Frères et sœurs bien-aimés,
Cette année est dédiée, au sein du Patriarcat de Roumanie, à
tous ceux qui mènent leur vie de chrétiens orthodoxes dans le monde entier,
mais aussi à ceux qui sont passés de ce monde vers le Seigneur. Portons-nous
les uns les autres dans la prière et gardons intacte l’unité de notre foi.
C’est encore une année qui nous impose de nombreuses restrictions dues à la
pandémie qui se poursuit déjà depuis un an, restrictions qui affectent
directement nos communautés, aussi ne pouvons-nous pas nous réunir en grand
nombre dans les églises. Mais nous pouvons rester en contact avec les prêtres
et les communautés par de nombreux moyens. N’oublions pas ceux qui se sont endormis
dans le Seigneur, de nos familles, souvenons-nous d’eux dans la prière et
prenons soin de leur tombe, si elles se trouvent dans les pays où nous vivons.

Lignes du jeu de données de pointage d'objets:
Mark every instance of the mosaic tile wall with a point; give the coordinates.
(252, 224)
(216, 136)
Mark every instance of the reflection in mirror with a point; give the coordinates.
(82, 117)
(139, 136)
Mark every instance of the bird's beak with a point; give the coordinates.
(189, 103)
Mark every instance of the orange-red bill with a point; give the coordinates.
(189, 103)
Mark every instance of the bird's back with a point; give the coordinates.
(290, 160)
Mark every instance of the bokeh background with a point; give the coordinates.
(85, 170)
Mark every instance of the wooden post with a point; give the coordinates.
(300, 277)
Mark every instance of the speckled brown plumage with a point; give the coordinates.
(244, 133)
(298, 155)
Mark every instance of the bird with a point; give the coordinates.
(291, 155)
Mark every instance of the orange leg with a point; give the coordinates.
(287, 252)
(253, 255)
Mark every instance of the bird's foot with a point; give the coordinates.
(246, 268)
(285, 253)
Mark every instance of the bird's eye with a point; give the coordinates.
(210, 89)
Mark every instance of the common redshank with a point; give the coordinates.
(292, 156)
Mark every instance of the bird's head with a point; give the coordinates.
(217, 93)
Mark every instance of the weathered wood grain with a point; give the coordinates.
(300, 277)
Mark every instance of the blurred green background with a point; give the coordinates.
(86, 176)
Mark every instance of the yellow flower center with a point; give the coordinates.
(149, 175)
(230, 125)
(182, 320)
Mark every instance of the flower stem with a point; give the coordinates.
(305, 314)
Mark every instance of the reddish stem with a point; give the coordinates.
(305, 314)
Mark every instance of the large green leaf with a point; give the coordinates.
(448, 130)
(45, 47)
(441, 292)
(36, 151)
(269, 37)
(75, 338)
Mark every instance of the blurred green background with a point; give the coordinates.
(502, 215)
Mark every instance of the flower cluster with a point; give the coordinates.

**Série de tâches:**
1. Reformulez sous forme de liste le paragraphe de l'extrait qui commence par « Cette année est dédiée », en conservant ses faits principaux.
2. D'après l'extrait, pourquoi les fidèles ne peuvent-ils pas se réunir en grand nombre dans les églises ? Répondez en une à trois phrases, s'il vous plaît.
Les enregistrements n'ont aucun rapport avec l'extrait.

**Réponses aux tâches:**
1.
- Au sein du Patriarcat de Roumanie, l'année est dédiée aux chrétiens orthodoxes du monde entier et à ceux qui sont passés de ce monde vers le Seigneur.
- Il faut se porter les uns les autres dans la prière et garder intacte l'unité de la foi.
- La pandémie, qui dure depuis un an, impose encore de nombreuses restrictions, si bien qu'on ne peut pas se réunir en grand nombre dans les églises.
- Le contact avec les prêtres et les communautés reste possible par de nombreux moyens.
- Il faut se souvenir dans la prière des défunts de nos familles et prendre soin de leur tombe si elle se trouve dans le pays où l'on vit.

2. Les fidèles ne peuvent pas se réunir en grand nombre dans les églises à cause des nombreuses restrictions liées à la pandémie, qui dure déjà depuis un an. Ces restrictions touchent directement les communautés.